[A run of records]
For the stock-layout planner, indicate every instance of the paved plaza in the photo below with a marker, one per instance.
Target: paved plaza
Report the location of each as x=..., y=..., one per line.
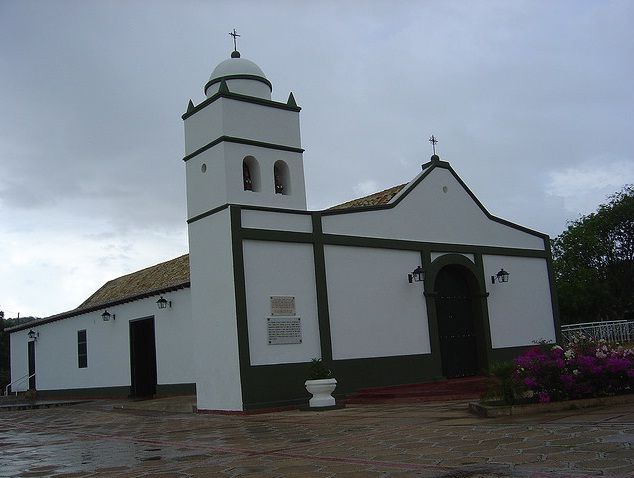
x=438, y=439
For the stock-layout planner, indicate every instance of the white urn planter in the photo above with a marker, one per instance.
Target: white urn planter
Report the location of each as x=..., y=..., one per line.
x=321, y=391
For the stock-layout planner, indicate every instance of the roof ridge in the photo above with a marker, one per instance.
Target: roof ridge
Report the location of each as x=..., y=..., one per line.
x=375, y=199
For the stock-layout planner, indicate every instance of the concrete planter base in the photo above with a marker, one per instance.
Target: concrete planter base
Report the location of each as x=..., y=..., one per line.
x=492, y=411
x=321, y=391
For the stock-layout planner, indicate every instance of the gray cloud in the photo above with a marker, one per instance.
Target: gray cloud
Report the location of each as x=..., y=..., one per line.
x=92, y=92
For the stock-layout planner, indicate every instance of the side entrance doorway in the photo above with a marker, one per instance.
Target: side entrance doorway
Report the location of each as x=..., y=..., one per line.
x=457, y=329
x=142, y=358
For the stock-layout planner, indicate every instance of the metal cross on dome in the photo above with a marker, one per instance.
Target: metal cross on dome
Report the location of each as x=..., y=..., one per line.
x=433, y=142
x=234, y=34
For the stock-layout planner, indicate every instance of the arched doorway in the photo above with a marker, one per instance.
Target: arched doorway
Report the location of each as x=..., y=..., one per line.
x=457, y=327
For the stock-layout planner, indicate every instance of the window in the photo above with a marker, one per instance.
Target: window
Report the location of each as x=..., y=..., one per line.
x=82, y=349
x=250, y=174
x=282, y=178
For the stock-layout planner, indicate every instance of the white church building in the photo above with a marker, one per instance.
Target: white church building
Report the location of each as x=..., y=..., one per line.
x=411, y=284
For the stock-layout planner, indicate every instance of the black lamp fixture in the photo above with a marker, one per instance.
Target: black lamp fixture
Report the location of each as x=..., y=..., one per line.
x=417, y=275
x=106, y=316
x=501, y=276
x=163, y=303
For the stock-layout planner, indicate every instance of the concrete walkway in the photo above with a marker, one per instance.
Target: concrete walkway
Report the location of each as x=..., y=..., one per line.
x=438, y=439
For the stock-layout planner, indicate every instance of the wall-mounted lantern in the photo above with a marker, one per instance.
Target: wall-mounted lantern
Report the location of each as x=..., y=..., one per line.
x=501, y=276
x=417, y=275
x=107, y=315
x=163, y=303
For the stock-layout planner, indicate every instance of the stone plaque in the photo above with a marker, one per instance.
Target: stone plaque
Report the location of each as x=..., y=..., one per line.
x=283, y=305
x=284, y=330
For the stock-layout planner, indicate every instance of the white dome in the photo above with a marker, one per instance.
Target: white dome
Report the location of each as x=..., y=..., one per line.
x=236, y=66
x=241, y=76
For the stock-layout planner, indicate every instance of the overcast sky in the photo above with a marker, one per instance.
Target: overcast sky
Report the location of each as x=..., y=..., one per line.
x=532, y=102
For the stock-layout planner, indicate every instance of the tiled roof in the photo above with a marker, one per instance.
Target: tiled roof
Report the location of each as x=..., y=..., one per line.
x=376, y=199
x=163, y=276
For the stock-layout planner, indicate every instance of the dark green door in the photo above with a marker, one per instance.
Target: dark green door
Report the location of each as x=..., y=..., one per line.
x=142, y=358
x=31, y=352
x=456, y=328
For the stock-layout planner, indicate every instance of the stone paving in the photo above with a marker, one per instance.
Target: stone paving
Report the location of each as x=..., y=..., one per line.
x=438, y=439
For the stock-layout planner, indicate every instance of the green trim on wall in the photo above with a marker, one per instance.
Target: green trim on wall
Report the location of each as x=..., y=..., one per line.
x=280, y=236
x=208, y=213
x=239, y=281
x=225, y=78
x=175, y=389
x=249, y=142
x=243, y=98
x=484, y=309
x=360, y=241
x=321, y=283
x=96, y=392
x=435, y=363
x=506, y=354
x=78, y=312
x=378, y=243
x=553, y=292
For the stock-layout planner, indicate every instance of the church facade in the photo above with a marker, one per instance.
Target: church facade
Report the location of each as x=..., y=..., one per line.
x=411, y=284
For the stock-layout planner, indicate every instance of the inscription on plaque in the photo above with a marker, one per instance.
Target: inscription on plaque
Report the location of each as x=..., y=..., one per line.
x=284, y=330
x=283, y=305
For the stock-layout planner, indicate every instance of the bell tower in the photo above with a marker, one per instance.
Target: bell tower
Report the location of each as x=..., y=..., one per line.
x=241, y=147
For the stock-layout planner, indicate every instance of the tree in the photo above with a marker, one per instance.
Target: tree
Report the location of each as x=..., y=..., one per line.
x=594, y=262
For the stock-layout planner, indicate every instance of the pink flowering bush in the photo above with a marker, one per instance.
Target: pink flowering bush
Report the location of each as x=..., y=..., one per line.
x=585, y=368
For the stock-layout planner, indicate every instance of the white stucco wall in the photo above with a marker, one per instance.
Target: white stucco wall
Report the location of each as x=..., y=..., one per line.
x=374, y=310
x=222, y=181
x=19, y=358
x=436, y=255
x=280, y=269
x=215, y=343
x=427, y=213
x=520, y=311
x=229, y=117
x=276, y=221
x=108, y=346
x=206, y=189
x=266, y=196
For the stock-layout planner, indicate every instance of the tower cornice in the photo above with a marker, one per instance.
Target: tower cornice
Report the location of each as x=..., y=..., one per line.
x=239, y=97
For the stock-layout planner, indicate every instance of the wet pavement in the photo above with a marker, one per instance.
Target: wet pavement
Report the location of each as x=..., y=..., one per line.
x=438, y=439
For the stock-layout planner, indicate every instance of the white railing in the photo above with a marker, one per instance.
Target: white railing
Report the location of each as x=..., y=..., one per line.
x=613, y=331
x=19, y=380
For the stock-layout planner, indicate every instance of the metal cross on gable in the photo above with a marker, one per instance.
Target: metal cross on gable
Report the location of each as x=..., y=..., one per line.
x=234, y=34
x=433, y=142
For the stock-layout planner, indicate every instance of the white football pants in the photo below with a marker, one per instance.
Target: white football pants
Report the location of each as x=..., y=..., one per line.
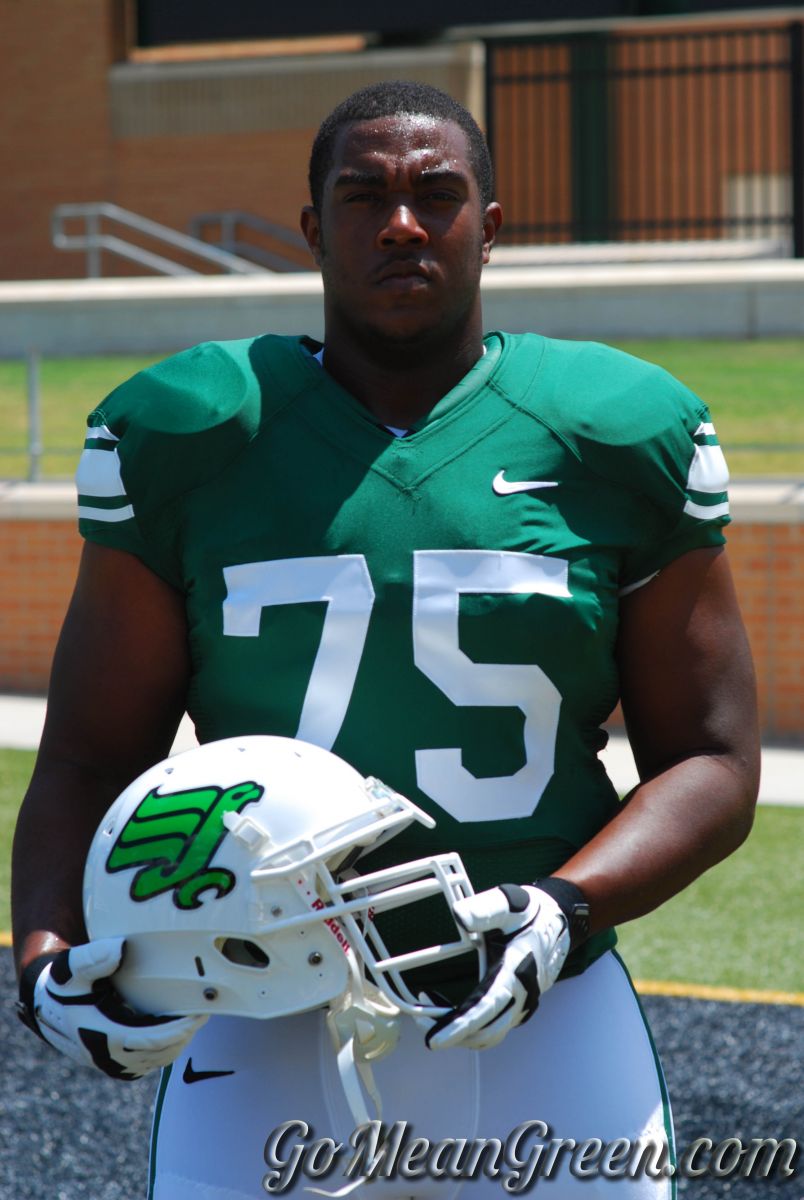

...

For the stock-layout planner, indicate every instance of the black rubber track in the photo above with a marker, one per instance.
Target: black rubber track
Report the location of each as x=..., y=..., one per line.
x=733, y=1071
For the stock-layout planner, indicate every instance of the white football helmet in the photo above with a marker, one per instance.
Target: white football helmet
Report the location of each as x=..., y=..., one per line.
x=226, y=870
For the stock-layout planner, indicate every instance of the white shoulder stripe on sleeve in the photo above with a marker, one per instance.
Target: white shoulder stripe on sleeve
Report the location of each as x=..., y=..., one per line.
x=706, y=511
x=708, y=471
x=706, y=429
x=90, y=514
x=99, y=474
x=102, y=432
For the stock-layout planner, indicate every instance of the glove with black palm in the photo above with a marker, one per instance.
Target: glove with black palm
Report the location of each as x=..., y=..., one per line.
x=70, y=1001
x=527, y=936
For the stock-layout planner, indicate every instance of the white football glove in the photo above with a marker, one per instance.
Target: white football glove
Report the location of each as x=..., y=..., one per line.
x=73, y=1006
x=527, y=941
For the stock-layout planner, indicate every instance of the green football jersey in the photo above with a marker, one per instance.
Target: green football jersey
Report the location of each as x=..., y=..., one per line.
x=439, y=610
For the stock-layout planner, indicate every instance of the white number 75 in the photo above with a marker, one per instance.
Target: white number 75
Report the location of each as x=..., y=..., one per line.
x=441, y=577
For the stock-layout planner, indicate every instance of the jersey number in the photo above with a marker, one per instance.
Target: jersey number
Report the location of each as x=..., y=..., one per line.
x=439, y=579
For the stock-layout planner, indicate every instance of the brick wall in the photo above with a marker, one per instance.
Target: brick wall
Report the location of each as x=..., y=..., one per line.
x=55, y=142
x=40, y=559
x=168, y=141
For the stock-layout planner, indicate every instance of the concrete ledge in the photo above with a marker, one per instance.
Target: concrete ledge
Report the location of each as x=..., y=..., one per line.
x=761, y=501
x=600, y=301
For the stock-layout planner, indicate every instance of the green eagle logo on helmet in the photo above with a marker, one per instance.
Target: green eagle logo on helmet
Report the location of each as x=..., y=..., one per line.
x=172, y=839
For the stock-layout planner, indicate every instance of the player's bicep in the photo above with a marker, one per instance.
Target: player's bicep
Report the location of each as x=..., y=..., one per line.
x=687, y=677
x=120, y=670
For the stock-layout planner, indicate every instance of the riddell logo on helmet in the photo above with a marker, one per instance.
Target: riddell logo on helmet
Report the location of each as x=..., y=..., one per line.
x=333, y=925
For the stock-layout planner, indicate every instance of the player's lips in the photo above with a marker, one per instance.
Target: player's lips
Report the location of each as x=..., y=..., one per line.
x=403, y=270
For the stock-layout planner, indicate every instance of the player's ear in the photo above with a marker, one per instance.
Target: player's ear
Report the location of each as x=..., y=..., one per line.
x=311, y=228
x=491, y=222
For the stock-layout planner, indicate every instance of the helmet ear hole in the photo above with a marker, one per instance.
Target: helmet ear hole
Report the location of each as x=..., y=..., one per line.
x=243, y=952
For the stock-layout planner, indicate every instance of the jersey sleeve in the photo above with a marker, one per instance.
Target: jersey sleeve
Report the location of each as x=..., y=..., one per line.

---

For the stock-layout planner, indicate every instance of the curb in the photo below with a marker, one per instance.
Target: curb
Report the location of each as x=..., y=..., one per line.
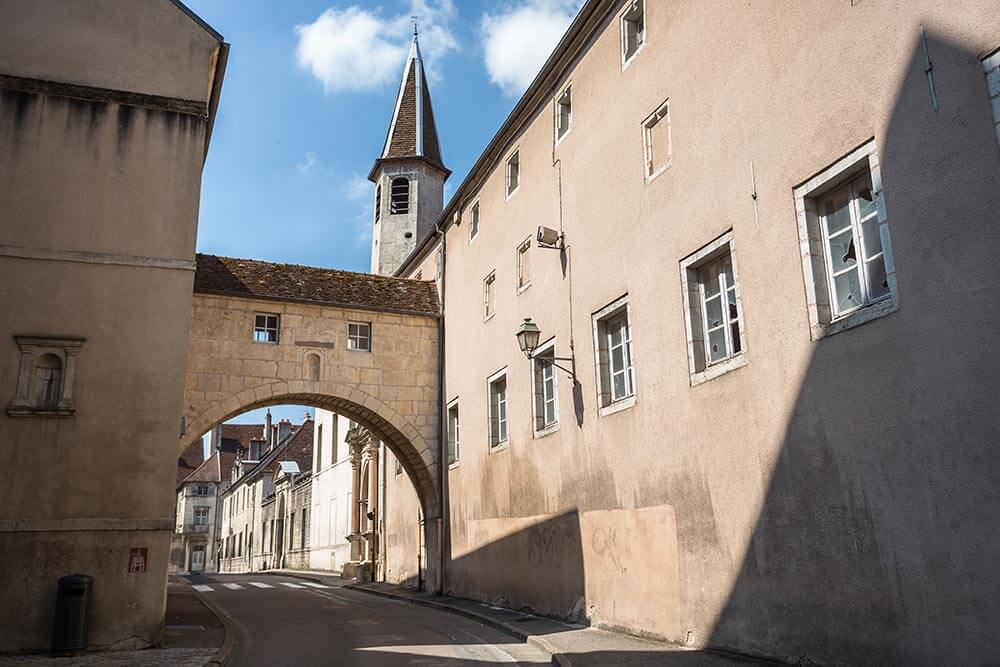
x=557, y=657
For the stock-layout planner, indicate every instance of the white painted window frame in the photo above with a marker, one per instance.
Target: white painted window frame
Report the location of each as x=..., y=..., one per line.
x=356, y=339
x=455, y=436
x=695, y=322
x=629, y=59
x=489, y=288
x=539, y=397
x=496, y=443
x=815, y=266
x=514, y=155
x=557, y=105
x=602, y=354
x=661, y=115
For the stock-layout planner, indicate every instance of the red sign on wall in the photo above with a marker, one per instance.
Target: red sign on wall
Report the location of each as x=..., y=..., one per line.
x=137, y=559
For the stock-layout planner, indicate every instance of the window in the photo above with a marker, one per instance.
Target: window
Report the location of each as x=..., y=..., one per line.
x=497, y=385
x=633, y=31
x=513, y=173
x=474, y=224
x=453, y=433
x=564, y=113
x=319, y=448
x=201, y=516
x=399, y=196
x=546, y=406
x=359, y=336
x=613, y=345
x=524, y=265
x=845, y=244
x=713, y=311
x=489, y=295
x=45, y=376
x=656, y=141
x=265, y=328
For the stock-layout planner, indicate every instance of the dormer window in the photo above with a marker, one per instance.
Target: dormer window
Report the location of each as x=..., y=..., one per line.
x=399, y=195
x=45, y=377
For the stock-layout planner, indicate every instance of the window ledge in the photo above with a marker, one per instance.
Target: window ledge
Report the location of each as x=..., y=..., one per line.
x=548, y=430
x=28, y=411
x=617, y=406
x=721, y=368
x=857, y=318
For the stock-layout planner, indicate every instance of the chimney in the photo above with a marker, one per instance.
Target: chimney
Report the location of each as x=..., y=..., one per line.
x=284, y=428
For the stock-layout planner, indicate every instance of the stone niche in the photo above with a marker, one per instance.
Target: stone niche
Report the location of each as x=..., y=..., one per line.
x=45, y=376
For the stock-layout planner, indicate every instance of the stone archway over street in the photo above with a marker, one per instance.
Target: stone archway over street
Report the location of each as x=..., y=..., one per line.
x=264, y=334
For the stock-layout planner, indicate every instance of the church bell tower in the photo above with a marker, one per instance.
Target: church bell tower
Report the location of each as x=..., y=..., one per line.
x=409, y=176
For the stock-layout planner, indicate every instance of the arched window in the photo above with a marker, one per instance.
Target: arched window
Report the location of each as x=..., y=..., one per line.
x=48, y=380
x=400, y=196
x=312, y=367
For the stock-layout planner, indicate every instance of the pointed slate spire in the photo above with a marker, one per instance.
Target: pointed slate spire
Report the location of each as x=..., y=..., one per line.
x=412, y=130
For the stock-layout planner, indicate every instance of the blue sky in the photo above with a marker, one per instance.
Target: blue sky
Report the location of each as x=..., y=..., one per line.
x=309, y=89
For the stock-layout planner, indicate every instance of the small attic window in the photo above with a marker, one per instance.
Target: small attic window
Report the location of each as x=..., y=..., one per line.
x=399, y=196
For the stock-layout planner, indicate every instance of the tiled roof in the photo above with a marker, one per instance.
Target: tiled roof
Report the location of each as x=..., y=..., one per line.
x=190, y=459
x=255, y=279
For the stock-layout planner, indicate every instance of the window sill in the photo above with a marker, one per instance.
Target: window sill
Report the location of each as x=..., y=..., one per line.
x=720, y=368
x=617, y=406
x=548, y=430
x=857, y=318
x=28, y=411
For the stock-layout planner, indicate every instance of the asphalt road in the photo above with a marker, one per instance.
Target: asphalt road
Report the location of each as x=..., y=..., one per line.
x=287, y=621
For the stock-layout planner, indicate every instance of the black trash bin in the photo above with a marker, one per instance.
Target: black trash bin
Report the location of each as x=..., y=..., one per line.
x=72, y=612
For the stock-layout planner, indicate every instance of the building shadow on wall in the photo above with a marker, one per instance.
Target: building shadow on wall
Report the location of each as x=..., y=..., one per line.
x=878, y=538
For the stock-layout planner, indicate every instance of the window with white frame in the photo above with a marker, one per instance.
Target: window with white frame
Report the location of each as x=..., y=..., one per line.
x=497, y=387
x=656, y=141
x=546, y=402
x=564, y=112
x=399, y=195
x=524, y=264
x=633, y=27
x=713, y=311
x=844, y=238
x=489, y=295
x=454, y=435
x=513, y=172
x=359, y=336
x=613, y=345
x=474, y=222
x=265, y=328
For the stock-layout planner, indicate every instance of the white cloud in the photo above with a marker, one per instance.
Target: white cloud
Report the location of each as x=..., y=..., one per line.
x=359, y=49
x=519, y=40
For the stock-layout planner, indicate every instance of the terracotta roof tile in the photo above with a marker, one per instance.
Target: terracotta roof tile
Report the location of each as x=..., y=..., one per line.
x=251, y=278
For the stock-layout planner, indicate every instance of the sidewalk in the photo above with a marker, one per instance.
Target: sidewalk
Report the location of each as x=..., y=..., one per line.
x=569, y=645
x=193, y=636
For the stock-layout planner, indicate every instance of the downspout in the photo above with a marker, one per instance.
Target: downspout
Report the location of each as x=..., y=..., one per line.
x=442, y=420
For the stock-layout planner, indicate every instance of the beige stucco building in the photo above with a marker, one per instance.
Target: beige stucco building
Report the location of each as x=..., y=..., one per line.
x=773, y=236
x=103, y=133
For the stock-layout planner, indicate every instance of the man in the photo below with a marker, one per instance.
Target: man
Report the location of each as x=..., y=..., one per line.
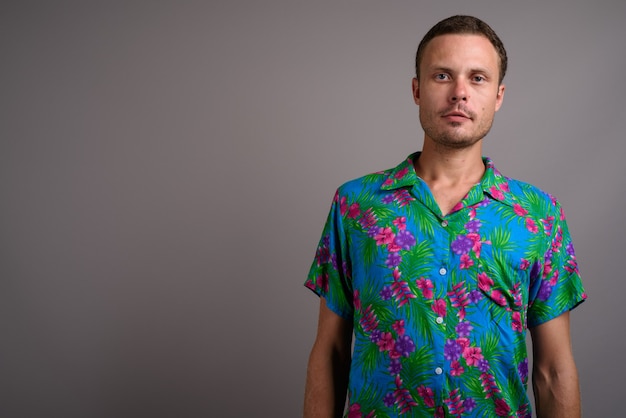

WRITTEN EXERCISE: Starting at the line that contains "the concrete planter" and ending at the line that contains "x=282, y=178", put the material into a two-column CSV with the headers text and value, one row for each text and its answer. Enclose both fields in quotes and replace line breaks with spaces.

ANSWER FOR THE TASK:
text,value
"For the stock-layout planner, indicate every instance of the concrete planter base in the photo above with a marker, one per instance. Target: concrete planter base Report the location of each as x=..., y=..., one per line.","x=492, y=411 x=321, y=391"
"For the stock-layout planner, indicate every instance of the gray cloud in the photo above with a marker, one per instance. Target: gray cloud Report the location of each as x=..., y=..., one per line.","x=92, y=92"
"For the stock-layout planner, indicate every instance of the side entrance doorway in the photo above with a marker, one per instance. Target: side entrance doorway Report the location of each as x=..., y=..., one per line.","x=457, y=329 x=142, y=358"
"For the stock-layout planner, indicate every instance of the metal cross on dome in the photo above with a marker, one per instance. Target: metal cross on dome Report the location of each as x=..., y=..., one per line.","x=433, y=142 x=234, y=34"
"For the stock-layout planner, indicate every instance of the arched doorway in the photo above with a marker, one per instance. Target: arched doorway Report the location of each as x=..., y=..., one per line.","x=457, y=327"
"For the stock-layout planner, indicate every instance of the window in the photo above with a marker, one per instance. Target: window Report the location of each as x=..., y=..., one per line.","x=82, y=349 x=250, y=174 x=282, y=178"